(Point annotation dataset records)
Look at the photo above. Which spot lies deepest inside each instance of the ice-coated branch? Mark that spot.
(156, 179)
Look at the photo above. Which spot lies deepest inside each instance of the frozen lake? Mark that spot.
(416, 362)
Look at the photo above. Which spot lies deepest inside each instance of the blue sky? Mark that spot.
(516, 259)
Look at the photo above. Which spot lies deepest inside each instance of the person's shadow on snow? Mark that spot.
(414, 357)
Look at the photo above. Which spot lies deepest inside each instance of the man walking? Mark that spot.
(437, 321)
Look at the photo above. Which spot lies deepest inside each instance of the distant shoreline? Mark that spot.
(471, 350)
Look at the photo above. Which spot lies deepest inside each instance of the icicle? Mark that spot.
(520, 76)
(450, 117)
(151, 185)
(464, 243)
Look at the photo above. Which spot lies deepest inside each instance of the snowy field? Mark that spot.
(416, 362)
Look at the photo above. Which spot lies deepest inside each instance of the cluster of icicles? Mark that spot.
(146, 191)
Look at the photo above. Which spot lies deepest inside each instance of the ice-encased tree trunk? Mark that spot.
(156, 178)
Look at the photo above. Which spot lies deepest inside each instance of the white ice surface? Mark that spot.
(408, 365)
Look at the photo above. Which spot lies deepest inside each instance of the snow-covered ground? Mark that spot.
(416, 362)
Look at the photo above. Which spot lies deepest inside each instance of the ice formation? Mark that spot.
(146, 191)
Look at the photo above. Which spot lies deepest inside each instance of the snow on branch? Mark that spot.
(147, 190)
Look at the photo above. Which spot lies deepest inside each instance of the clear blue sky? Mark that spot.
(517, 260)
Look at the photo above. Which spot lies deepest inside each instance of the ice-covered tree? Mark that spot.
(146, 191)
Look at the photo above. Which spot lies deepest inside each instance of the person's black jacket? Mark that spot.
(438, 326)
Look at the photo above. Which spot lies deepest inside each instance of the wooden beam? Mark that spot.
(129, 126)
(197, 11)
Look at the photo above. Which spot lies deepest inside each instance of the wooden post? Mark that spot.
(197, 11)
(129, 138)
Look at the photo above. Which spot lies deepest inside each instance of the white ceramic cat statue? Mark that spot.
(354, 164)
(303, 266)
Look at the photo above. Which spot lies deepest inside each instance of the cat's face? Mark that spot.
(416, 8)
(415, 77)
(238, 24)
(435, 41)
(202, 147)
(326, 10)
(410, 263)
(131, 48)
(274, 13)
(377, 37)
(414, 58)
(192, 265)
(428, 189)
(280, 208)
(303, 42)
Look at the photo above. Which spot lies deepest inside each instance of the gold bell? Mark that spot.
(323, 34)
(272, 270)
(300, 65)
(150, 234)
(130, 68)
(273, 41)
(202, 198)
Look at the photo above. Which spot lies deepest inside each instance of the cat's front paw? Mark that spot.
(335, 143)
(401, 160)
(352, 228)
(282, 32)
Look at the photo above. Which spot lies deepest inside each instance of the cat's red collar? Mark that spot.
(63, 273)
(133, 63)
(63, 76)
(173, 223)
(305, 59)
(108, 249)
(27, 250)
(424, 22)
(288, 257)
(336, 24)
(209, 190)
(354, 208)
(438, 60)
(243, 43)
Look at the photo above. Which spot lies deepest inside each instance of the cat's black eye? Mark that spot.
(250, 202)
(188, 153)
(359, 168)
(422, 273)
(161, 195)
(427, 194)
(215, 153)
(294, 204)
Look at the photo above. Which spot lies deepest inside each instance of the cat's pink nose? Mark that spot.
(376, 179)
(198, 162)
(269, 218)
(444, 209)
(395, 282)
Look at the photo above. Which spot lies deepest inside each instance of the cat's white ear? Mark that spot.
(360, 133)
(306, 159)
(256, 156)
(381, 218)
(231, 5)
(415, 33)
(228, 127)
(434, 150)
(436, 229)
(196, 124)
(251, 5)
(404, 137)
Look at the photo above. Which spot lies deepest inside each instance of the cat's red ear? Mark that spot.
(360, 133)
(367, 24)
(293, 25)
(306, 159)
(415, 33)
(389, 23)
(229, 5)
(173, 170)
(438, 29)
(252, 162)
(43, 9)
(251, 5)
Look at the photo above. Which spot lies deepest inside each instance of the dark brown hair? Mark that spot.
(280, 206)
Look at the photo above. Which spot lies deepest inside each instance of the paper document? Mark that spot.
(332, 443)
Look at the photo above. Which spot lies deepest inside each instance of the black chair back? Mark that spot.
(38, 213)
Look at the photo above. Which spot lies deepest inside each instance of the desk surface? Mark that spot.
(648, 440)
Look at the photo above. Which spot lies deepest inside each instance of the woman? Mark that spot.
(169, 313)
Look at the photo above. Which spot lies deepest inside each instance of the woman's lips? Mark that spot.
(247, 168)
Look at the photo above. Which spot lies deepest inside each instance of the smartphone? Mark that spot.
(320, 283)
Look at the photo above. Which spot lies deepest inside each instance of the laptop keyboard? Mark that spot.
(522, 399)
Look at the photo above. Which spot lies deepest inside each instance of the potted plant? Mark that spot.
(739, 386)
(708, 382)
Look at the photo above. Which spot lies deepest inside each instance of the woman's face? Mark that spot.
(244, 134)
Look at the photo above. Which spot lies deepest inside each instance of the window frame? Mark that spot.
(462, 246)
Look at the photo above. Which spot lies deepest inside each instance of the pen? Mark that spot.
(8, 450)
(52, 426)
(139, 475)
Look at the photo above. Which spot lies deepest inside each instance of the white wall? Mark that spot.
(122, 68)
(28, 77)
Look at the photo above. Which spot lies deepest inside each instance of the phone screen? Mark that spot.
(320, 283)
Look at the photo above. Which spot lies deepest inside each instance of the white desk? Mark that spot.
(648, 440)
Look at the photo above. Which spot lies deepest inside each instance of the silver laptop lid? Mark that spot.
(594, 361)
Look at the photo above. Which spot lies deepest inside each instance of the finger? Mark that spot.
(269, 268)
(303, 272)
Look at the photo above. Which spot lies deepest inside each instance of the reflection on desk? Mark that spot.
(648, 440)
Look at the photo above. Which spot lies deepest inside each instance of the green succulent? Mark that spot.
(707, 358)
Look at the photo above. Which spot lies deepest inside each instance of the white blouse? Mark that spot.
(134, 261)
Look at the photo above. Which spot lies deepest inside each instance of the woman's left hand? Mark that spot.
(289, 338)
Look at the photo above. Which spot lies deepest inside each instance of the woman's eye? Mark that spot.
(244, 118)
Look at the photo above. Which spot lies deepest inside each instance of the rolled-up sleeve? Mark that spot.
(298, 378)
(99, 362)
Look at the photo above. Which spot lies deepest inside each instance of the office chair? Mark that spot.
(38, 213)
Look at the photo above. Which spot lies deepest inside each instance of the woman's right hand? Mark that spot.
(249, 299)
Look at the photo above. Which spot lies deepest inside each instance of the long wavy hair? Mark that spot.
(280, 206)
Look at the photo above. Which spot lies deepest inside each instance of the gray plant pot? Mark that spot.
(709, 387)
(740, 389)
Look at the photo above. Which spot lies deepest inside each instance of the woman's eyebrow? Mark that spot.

EXERCISE DETAILS>
Could you transcribe the records in full, exactly?

RESULT>
Look at the photo above. Which spot lies deepest inside each instance of the ice-coated branch? Mark that spot.
(156, 179)
Look at the photo above. Which spot lies deepest inside each instance of the frozen lake? Mark that spot.
(416, 362)
Look at the photo above. Which spot lies deepest inside each instance of the blue sky? Mark that spot.
(516, 259)
Look at the photo above. Which spot lies deepest inside each instance of the person's shadow on snow? Mark that spot.
(414, 357)
Look at the photo above. Which spot lies deepest inside each instance of the man walking? Mark that spot.
(437, 321)
Look at the photo above. Which spot lies deepest inside each instance of the distant shoreline? Mark that spot.
(471, 350)
Look at the photo above. Which spot lies deepest inside each instance of the icicle? Mark that spot.
(520, 76)
(450, 117)
(151, 185)
(464, 243)
Look at the photo above. Which spot lies deepest inside each instance of the snowy field? Mark that spot.
(416, 362)
Look at the photo above. Which spot lies deepest inside each instance of the cluster of icicles? Mark that spot.
(146, 191)
Look at the photo above. Which spot lies deepest inside each instance of the ice-encased tree trunk? Mark that spot.
(156, 178)
Look at the photo above. Which spot lies deepest inside each instance of the white ice surface? Mark that spot.
(408, 365)
Look at the photo above. Which spot lies deepest inside each instance of the snow-covered ground? Mark that spot.
(416, 362)
Look at the photo above. Which spot lies deepest inside each instance of the ice formation? Mark that spot.
(146, 191)
Look at the photo above. Which spot lies deepest inside each instance of the snow on branch? Mark that spot.
(147, 190)
Look at the photo above. Which spot lies deepest inside each instance of the clear blue sky? Mark that spot.
(517, 260)
Look at the photo above. Which spot lies deepest inside each instance of the ice-covered tree? Mark that spot.
(146, 191)
Look at the photo above. Which spot lies deepest inside each instance of the person's black jacket? Mark that spot.
(438, 326)
Look at the photo above. Which spot lies deepest inside each instance of the wooden beam? Mark that spot.
(129, 126)
(197, 11)
Look at the photo above. Which spot lies deepest inside each instance of the wooden post? Mark that spot.
(197, 11)
(129, 138)
Look at the photo above. Which spot lies deepest inside each instance of the white ceramic cat statue? Mark that spot.
(354, 164)
(303, 266)
Look at the photo above. Which spot lies deepest inside each instance of the cat's face? Mark that spot.
(416, 8)
(415, 77)
(238, 24)
(435, 41)
(202, 147)
(326, 10)
(410, 263)
(131, 48)
(274, 13)
(377, 37)
(414, 58)
(192, 265)
(428, 189)
(280, 208)
(303, 42)
Look at the photo above. Which spot lies deepest inside each instance of the gold bell? Mark that spot.
(323, 34)
(272, 270)
(300, 65)
(150, 234)
(130, 68)
(273, 41)
(202, 198)
Look at the photo above. Which spot lies deepest inside each instance of the cat's front paw? Mark that spot.
(335, 143)
(401, 160)
(352, 228)
(282, 32)
Look at the photo above. Which spot lies deepest inside each instance of the cat's red collar? Mark that spot.
(63, 273)
(133, 63)
(63, 76)
(173, 223)
(305, 59)
(108, 249)
(27, 250)
(424, 22)
(288, 257)
(336, 24)
(209, 190)
(354, 208)
(438, 60)
(243, 43)
Look at the photo above. Which spot lies deepest inside each instance of the cat's black eye? Mark that spot.
(250, 202)
(188, 153)
(359, 168)
(422, 273)
(161, 195)
(427, 194)
(215, 153)
(294, 204)
Look at the photo above. Which spot lies deepest inside each instance of the cat's pink nose? Mark that spot.
(376, 179)
(198, 162)
(269, 218)
(444, 209)
(395, 282)
Look at the photo above. Which spot lies deepest inside each instance of the cat's white ear? Mark that spot.
(360, 133)
(306, 159)
(256, 156)
(381, 218)
(231, 5)
(415, 33)
(228, 127)
(434, 150)
(436, 229)
(196, 124)
(251, 5)
(404, 137)
Look at the photo above. Which spot lies deepest inside each instance of the cat's red ear? Mark that spot.
(360, 133)
(367, 24)
(293, 25)
(306, 159)
(415, 33)
(389, 23)
(229, 5)
(173, 170)
(438, 29)
(252, 162)
(43, 9)
(251, 5)
Look at the photo above. Which spot lies deepest inside each instance of the dark brown hair? Mark that spot.
(280, 206)
Look at the photo above. Which spot lies deepest inside each instance of the paper document? Mark that spot.
(332, 443)
Look at the photo above. Which spot lies deepest inside each instance of the black chair back? Mark that spot.
(38, 213)
Look at the photo above. Which spot lies deepest inside each instance of the desk surface? Mark that spot.
(648, 440)
Look at the photo above. Which spot lies deepest inside each instance of the woman? Mark that spot.
(169, 313)
Look at the photo above. Which spot lies deepest inside each instance of the woman's lips? Mark that spot.
(247, 168)
Look at the photo above. Which spot lies deepest inside each instance of the smartphone? Mark that spot.
(320, 283)
Look at the photo above. Which spot lies deepest inside each instance of the laptop keyboard? Mark that spot.
(522, 399)
Look at the photo above. Which spot lies deepest inside each instance of the potted plant? Mark that spot.
(739, 386)
(708, 382)
Look at the photo above. Which spot lies deepest inside each instance of the woman's face? Mark that spot.
(244, 134)
Look at the photo above. Which spot lies deepest inside each instance of the window frame? Mark that spot.
(462, 246)
Look at the photo above. Which spot lies deepest inside each instance of the pen? Mark that spot.
(8, 450)
(52, 426)
(139, 475)
Look at the photo above. Which spot lies deepest inside each instance of the white wall? Mark that spot.
(122, 68)
(28, 77)
Look at the photo above. Which spot lies deepest inside each instance of the phone screen? Mark that spot.
(320, 283)
Look at the photo above. Which spot lies deepest inside each instance of the white desk? Mark that spot.
(648, 440)
Look at the photo above. Which spot lies deepest inside each instance of the silver laptop lid? Mark that spot.
(594, 361)
Look at the photo above. Which spot lies deepest inside each instance of the finger? Mark that spot.
(269, 268)
(303, 272)
Look at the photo above. Which spot lies deepest inside each instance of the reflection on desk? Mark that spot.
(648, 440)
Look at the photo above. Which spot lies deepest inside each instance of the green succulent? Mark that spot.
(707, 358)
Look at the photo above. Which spot lies deepest inside each instance of the white blouse? Mark that spot.
(134, 261)
Look at the photo above. Which spot lies deepest inside each instance of the woman's left hand? Mark that spot.
(289, 338)
Look at the photo above. Which spot lies deepest inside each instance of the woman's eye? Mark that spot.
(244, 118)
Look at the photo above. Which spot lies deepest inside each instance of the rolled-up sleeve? Mark that spot.
(298, 378)
(99, 362)
Look at the photo above. Which spot lies deepest inside each instance of the office chair? Mark that spot.
(38, 213)
Look at the photo above. Which spot lies deepest inside each instance of the woman's right hand? Mark that spot.
(249, 299)
Look at the photo above. Which spot lies deepest inside each instance of the long wavy hair? Mark that spot.
(280, 206)
Look at the photo above. Which spot lies deepest inside each instance of the gray plant pot? Mark that spot.
(709, 387)
(740, 389)
Look at the photo above. Which spot lies deepest inside each instance of the woman's eyebrow? Mark that spot.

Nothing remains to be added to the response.